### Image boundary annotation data
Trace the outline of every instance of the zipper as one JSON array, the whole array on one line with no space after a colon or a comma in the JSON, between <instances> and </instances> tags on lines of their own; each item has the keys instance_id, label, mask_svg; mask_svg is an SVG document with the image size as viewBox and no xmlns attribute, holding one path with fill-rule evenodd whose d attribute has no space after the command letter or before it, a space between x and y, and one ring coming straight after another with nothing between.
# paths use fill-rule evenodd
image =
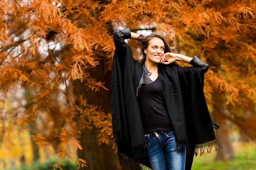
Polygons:
<instances>
[{"instance_id":1,"label":"zipper","mask_svg":"<svg viewBox=\"0 0 256 170\"><path fill-rule=\"evenodd\" d=\"M154 81L152 81L151 82L149 82L148 83L146 83L146 82L142 82L140 84L139 84L138 86L138 87L137 88L137 90L136 91L136 97L138 97L138 93L139 92L139 88L140 86L141 86L142 84L150 84L150 83L153 83Z\"/></svg>"}]
</instances>

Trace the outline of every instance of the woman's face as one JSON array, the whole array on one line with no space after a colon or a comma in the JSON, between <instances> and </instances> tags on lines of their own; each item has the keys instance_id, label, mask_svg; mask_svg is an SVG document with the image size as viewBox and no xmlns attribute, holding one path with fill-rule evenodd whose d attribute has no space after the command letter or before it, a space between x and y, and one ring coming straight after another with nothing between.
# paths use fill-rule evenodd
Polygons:
<instances>
[{"instance_id":1,"label":"woman's face","mask_svg":"<svg viewBox=\"0 0 256 170\"><path fill-rule=\"evenodd\" d=\"M145 62L158 63L164 54L164 43L162 40L155 37L148 42L146 49L144 49L146 58Z\"/></svg>"}]
</instances>

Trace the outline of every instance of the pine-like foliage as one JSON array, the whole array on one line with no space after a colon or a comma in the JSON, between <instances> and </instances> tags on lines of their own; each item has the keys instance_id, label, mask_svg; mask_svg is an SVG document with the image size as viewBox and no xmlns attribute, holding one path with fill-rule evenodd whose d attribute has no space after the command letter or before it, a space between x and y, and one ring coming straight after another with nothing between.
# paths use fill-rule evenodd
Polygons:
<instances>
[{"instance_id":1,"label":"pine-like foliage","mask_svg":"<svg viewBox=\"0 0 256 170\"><path fill-rule=\"evenodd\" d=\"M69 144L81 149L76 139L83 128L99 128L99 142L113 144L111 110L74 95L72 82L79 79L95 94L110 90L89 71L111 71L113 29L131 25L163 34L174 51L209 64L204 91L209 106L214 92L220 92L229 108L225 117L255 139L256 15L253 0L2 0L2 144L11 142L13 125L31 128L33 141L46 149L57 141L61 158L72 157Z\"/></svg>"}]
</instances>

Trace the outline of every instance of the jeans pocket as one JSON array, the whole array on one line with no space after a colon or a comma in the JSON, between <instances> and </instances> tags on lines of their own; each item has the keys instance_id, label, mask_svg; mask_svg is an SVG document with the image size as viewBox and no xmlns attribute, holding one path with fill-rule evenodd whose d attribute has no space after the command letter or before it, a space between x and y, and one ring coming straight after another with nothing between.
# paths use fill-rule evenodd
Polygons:
<instances>
[{"instance_id":1,"label":"jeans pocket","mask_svg":"<svg viewBox=\"0 0 256 170\"><path fill-rule=\"evenodd\" d=\"M145 139L146 140L146 147L147 149L148 149L150 147L151 141L148 138L148 137L145 137Z\"/></svg>"},{"instance_id":2,"label":"jeans pocket","mask_svg":"<svg viewBox=\"0 0 256 170\"><path fill-rule=\"evenodd\" d=\"M165 136L167 137L171 137L174 136L174 132L173 131L166 132L165 133Z\"/></svg>"}]
</instances>

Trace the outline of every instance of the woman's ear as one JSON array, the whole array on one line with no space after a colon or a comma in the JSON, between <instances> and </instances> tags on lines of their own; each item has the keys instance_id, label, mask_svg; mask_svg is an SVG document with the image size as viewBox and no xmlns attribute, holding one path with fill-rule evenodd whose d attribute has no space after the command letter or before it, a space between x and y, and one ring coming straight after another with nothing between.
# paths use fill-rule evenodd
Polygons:
<instances>
[{"instance_id":1,"label":"woman's ear","mask_svg":"<svg viewBox=\"0 0 256 170\"><path fill-rule=\"evenodd\" d=\"M146 54L148 52L148 50L146 49L143 49L143 51L144 51L144 53Z\"/></svg>"}]
</instances>

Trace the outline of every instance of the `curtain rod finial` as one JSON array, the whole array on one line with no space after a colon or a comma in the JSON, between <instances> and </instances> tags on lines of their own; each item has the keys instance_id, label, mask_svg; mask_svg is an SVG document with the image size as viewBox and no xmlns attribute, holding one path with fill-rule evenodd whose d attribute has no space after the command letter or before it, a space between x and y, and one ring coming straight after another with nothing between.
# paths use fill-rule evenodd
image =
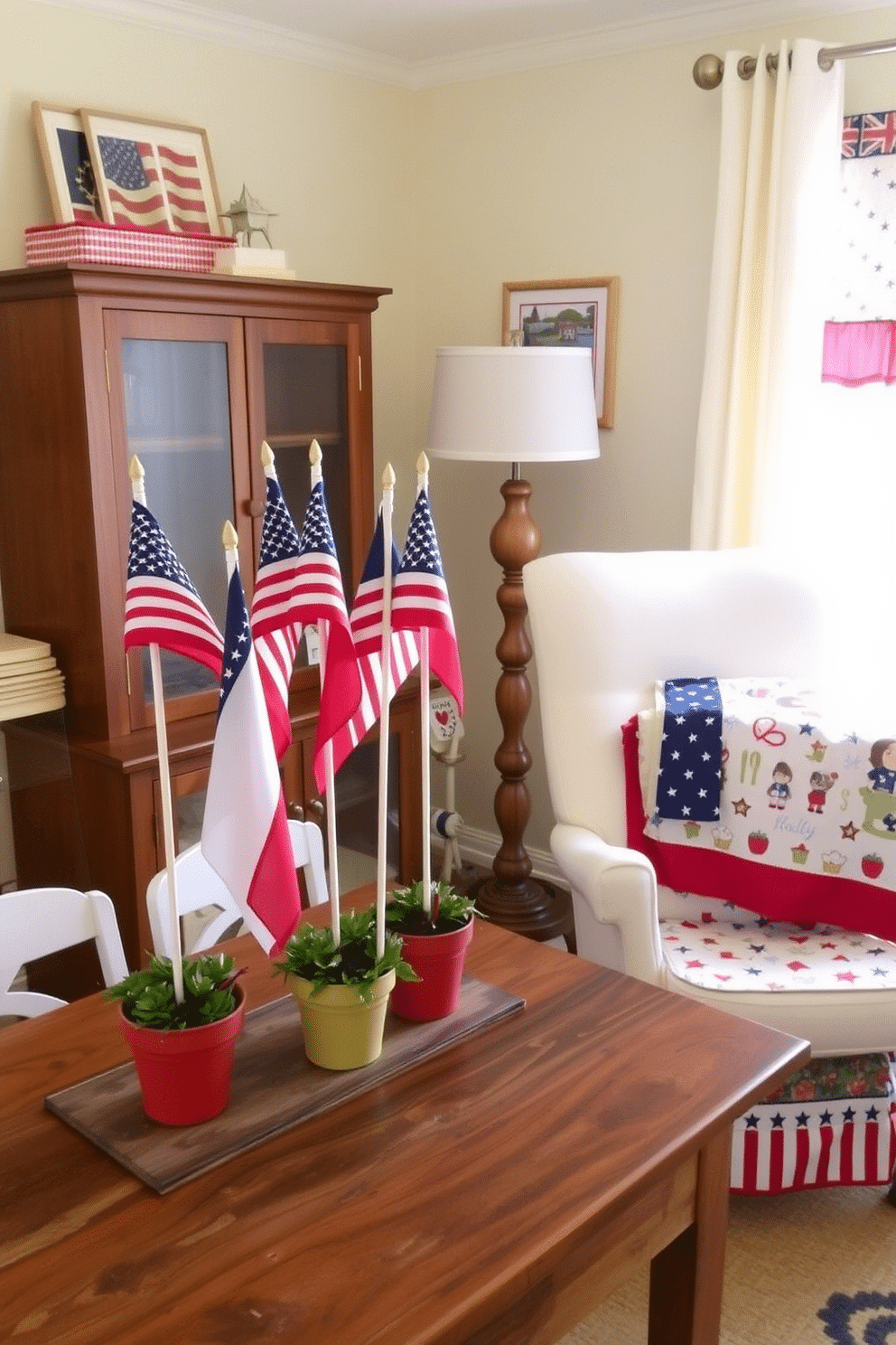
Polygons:
<instances>
[{"instance_id":1,"label":"curtain rod finial","mask_svg":"<svg viewBox=\"0 0 896 1345\"><path fill-rule=\"evenodd\" d=\"M699 89L717 89L724 70L725 63L721 56L707 52L704 56L697 56L693 63L693 82Z\"/></svg>"}]
</instances>

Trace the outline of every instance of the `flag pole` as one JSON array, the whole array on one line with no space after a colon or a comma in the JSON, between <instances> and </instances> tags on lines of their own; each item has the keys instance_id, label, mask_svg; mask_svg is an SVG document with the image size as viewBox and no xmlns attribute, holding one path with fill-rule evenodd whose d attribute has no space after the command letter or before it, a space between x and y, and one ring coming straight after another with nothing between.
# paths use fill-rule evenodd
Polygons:
<instances>
[{"instance_id":1,"label":"flag pole","mask_svg":"<svg viewBox=\"0 0 896 1345\"><path fill-rule=\"evenodd\" d=\"M128 468L130 496L146 507L146 473L134 453ZM180 916L177 913L177 872L175 866L175 819L171 806L171 771L168 765L168 725L165 724L165 689L161 679L161 655L157 644L149 646L149 670L153 709L156 712L156 745L159 749L159 787L161 790L161 822L165 841L165 872L168 874L168 919L171 924L172 974L175 1001L184 1002L184 967L180 944Z\"/></svg>"},{"instance_id":2,"label":"flag pole","mask_svg":"<svg viewBox=\"0 0 896 1345\"><path fill-rule=\"evenodd\" d=\"M308 451L308 460L312 464L312 490L318 482L324 480L324 469L321 467L324 455L321 452L321 445L316 438L312 440L312 445ZM326 638L329 635L329 623L317 623L317 643L320 646L320 677L321 677L321 693L324 691L324 678L326 675ZM333 931L333 943L339 948L339 851L336 846L336 776L333 772L333 740L328 738L324 744L324 800L326 811L326 849L329 851L329 907L330 907L330 927Z\"/></svg>"},{"instance_id":3,"label":"flag pole","mask_svg":"<svg viewBox=\"0 0 896 1345\"><path fill-rule=\"evenodd\" d=\"M430 460L416 460L416 494L429 488ZM433 851L430 845L430 628L419 631L420 648L420 799L423 816L423 911L433 909Z\"/></svg>"},{"instance_id":4,"label":"flag pole","mask_svg":"<svg viewBox=\"0 0 896 1345\"><path fill-rule=\"evenodd\" d=\"M395 498L395 472L392 464L386 464L383 472L383 640L380 646L380 667L383 668L383 694L380 698L380 772L379 772L379 815L376 841L376 956L386 952L386 842L388 823L388 725L392 686L392 500Z\"/></svg>"}]
</instances>

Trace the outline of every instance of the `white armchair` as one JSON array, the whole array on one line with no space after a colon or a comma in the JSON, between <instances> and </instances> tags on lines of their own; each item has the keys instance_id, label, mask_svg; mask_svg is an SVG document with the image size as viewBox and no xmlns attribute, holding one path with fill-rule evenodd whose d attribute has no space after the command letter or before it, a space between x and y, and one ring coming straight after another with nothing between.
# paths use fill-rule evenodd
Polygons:
<instances>
[{"instance_id":1,"label":"white armchair","mask_svg":"<svg viewBox=\"0 0 896 1345\"><path fill-rule=\"evenodd\" d=\"M525 566L524 586L556 819L551 847L572 889L579 954L805 1037L814 1056L892 1050L896 944L853 940L857 955L875 950L875 989L850 989L823 967L806 989L787 967L795 927L760 923L724 892L695 897L658 886L650 859L626 845L621 726L653 703L654 683L666 678L817 681L822 617L811 589L752 550L545 555ZM695 920L713 920L732 937L760 933L767 954L779 956L780 989L716 990L688 979L669 950L693 935ZM711 959L712 948L700 956Z\"/></svg>"}]
</instances>

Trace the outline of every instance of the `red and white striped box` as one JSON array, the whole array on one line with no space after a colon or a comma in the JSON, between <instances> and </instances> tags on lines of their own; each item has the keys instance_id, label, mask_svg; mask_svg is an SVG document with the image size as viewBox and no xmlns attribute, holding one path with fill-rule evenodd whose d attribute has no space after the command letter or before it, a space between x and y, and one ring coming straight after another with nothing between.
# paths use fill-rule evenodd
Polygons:
<instances>
[{"instance_id":1,"label":"red and white striped box","mask_svg":"<svg viewBox=\"0 0 896 1345\"><path fill-rule=\"evenodd\" d=\"M215 269L222 247L234 239L219 234L168 234L118 225L35 225L26 229L26 262L87 261L107 266L157 266L161 270Z\"/></svg>"},{"instance_id":2,"label":"red and white striped box","mask_svg":"<svg viewBox=\"0 0 896 1345\"><path fill-rule=\"evenodd\" d=\"M742 1196L889 1185L895 1169L896 1064L883 1052L811 1060L733 1124Z\"/></svg>"}]
</instances>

### Work required
List every line in the records above that contains the string "like", copying each of those lines in full.

### Solution to this exercise
Trace the outline of every instance of the pine-like foliage as one JSON array, the whole array on one line with no space after a colon or a comma in the JSON, between <instances> and </instances> tags on lines of their own; each item has the keys instance_id, label, mask_svg; mask_svg is an SVG document with the image size as viewBox and no xmlns attribute, holding one path with fill-rule evenodd whose d attribute has no space after the command letter or before it, a space between x and y, and one ring coming straight after another with nothing between.
[{"instance_id":1,"label":"pine-like foliage","mask_svg":"<svg viewBox=\"0 0 256 170\"><path fill-rule=\"evenodd\" d=\"M69 144L81 149L76 139L83 128L99 128L99 142L113 144L111 110L74 95L72 82L79 79L95 94L110 90L89 71L111 71L113 29L131 25L163 34L174 51L209 64L204 91L209 106L214 92L220 92L229 108L225 117L255 139L256 15L253 0L2 0L2 144L11 142L13 125L31 128L33 141L46 149L57 141L61 158L72 157Z\"/></svg>"}]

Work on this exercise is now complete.